— Material for this exercise —
* * *

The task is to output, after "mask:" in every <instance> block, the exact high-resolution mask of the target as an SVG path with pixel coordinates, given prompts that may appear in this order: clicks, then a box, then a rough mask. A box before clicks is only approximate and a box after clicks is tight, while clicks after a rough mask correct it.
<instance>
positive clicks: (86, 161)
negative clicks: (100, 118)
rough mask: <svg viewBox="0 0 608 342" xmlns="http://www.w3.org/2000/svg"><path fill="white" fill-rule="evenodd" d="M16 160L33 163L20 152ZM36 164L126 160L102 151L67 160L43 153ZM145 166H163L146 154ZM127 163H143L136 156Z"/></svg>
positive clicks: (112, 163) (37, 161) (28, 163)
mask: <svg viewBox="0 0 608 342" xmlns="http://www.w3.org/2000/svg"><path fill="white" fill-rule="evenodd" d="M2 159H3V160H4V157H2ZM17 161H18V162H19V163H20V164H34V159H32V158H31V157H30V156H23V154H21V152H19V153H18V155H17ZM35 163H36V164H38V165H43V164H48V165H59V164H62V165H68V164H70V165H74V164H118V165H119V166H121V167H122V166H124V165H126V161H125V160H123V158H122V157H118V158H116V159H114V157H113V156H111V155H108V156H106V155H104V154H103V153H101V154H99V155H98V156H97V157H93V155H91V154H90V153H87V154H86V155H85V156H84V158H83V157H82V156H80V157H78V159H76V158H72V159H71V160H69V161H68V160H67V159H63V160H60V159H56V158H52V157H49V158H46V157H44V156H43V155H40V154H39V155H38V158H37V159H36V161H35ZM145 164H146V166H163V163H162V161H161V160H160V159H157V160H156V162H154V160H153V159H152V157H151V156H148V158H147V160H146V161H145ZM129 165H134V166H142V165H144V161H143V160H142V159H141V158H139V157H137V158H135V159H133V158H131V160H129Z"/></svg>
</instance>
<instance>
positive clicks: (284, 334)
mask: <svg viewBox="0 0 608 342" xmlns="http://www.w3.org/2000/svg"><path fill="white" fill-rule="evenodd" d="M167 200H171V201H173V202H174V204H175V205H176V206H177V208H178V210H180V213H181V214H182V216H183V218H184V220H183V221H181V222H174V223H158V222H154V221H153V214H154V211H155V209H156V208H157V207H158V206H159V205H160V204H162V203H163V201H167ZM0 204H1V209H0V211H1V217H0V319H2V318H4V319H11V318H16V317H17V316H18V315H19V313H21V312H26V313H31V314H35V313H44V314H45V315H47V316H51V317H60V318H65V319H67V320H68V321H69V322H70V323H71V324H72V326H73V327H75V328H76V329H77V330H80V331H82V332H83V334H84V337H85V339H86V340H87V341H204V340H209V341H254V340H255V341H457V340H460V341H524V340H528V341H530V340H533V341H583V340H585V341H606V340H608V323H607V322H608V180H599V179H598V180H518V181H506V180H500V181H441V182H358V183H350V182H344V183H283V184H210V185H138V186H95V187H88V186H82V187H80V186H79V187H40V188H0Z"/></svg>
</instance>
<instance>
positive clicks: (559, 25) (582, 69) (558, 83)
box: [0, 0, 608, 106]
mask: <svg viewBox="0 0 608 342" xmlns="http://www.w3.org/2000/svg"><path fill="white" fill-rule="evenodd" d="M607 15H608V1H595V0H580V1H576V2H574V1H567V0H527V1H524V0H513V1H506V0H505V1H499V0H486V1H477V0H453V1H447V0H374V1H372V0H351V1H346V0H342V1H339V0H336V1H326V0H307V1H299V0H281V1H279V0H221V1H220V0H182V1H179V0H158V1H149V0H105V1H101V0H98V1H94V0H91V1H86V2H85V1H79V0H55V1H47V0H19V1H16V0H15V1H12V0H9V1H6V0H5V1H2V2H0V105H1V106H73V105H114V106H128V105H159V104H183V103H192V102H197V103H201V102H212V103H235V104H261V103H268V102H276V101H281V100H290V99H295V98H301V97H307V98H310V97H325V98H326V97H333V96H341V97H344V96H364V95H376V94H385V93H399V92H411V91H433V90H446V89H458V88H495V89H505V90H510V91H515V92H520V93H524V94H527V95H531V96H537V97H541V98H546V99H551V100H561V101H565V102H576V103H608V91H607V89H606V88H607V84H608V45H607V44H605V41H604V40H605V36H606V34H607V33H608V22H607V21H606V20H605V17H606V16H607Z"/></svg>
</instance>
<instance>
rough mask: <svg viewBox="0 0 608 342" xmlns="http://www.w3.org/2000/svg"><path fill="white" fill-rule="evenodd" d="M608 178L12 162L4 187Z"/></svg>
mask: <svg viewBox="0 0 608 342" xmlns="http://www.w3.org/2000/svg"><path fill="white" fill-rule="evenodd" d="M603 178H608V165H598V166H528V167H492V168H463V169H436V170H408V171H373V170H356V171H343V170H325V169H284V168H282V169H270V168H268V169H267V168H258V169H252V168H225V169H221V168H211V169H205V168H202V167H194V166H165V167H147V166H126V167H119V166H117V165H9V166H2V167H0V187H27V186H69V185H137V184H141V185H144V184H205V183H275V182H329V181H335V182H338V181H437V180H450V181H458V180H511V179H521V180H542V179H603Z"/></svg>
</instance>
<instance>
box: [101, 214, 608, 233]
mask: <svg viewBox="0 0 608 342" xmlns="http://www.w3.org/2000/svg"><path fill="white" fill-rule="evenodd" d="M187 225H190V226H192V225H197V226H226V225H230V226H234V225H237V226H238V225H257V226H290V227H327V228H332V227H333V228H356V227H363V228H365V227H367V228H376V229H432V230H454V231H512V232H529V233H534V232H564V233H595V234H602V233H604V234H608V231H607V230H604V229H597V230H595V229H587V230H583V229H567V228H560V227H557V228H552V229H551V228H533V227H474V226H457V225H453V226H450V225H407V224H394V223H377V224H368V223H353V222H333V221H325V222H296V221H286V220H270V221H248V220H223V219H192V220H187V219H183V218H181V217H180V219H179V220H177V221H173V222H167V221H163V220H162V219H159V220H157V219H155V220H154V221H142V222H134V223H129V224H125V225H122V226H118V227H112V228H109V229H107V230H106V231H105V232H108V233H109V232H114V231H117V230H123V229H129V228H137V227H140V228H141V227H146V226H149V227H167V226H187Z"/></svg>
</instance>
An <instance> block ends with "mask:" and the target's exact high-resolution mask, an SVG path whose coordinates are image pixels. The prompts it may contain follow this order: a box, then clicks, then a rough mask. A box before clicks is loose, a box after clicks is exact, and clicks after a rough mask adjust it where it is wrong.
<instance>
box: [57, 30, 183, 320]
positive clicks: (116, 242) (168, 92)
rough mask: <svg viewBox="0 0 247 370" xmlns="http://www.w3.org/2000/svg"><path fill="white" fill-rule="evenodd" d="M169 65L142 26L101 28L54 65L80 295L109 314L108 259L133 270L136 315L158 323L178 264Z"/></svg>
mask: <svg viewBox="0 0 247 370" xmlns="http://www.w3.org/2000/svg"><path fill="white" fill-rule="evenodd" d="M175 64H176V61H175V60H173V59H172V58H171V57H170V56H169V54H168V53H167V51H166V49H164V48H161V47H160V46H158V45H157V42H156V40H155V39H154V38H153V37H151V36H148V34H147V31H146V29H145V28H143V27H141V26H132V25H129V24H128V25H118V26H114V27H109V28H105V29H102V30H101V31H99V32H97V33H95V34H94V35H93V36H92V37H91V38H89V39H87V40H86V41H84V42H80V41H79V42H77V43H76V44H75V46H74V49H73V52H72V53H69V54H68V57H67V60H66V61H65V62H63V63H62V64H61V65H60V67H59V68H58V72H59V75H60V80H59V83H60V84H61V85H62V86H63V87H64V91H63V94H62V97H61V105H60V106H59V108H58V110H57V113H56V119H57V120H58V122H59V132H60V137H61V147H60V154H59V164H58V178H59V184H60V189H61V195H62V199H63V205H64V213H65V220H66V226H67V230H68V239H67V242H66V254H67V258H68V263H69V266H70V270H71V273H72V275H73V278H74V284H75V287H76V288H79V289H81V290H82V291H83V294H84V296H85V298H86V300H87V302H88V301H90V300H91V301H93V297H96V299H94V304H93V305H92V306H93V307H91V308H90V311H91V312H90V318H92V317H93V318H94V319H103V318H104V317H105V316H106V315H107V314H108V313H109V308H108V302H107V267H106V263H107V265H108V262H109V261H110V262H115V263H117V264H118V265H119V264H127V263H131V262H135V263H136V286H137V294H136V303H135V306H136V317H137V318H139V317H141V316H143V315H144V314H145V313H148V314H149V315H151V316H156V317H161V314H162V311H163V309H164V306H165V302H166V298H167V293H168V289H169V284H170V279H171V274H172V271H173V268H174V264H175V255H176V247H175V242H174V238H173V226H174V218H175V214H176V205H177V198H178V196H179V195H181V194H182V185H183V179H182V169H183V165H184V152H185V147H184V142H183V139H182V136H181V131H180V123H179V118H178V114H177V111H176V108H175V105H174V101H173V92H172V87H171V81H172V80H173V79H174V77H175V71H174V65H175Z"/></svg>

* * *

— Exercise instructions —
In the material above, find the lines that contain "with" and show them.

— Result —
The task is to output, after "mask:" in every <instance> block, the exact high-resolution mask of the target as an SVG path with pixel coordinates, given prompts that may appear in this order: clicks, then a box, then a rough mask. A box before clicks is only approximate and a box after clicks is tight, while clicks after a rough mask correct it.
An <instance> block ends with "mask:" and the target's exact high-resolution mask, an SVG path whose coordinates are image pixels. The prompts it may contain follow this order: a box, then clicks, then a rough mask. A box before clicks is loose, a box after clicks is exact, and clicks after a rough mask adjust it where it is wrong.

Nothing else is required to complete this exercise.